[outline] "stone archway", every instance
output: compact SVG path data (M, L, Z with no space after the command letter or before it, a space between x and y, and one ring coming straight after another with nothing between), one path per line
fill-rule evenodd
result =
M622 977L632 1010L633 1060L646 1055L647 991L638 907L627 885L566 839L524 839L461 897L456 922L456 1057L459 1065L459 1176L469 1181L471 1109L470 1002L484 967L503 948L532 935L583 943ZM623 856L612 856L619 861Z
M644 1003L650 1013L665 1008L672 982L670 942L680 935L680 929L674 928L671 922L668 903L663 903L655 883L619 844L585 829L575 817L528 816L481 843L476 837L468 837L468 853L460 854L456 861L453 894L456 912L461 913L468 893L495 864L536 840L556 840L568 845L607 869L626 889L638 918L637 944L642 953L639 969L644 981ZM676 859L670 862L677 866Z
_ _ _ _
Your assignment:
Return, word for word, each line from the one that contains "output: compact SVG" through the end of the listing above.

Result of this task:
output: compact SVG path data (M, L, Z with no space after the command letter or before it, a space between x and y, and one ring coming straight after another with nothing between), one path per line
fill-rule evenodd
result =
M622 977L632 1010L633 1060L646 1055L647 991L638 907L627 885L566 839L524 839L461 897L456 922L456 1057L459 1065L459 1176L469 1181L471 1109L470 1002L484 967L503 948L532 935L583 943ZM623 856L612 856L619 861Z
M644 1003L650 1013L665 1008L672 982L670 942L680 935L680 929L674 928L671 922L668 903L663 903L655 883L619 844L585 829L575 817L528 816L481 843L476 837L468 837L468 853L460 854L456 861L453 894L456 912L461 913L468 893L495 864L536 840L556 840L568 845L607 869L626 889L638 918L637 944L642 953L639 969L644 981ZM676 859L670 862L677 866Z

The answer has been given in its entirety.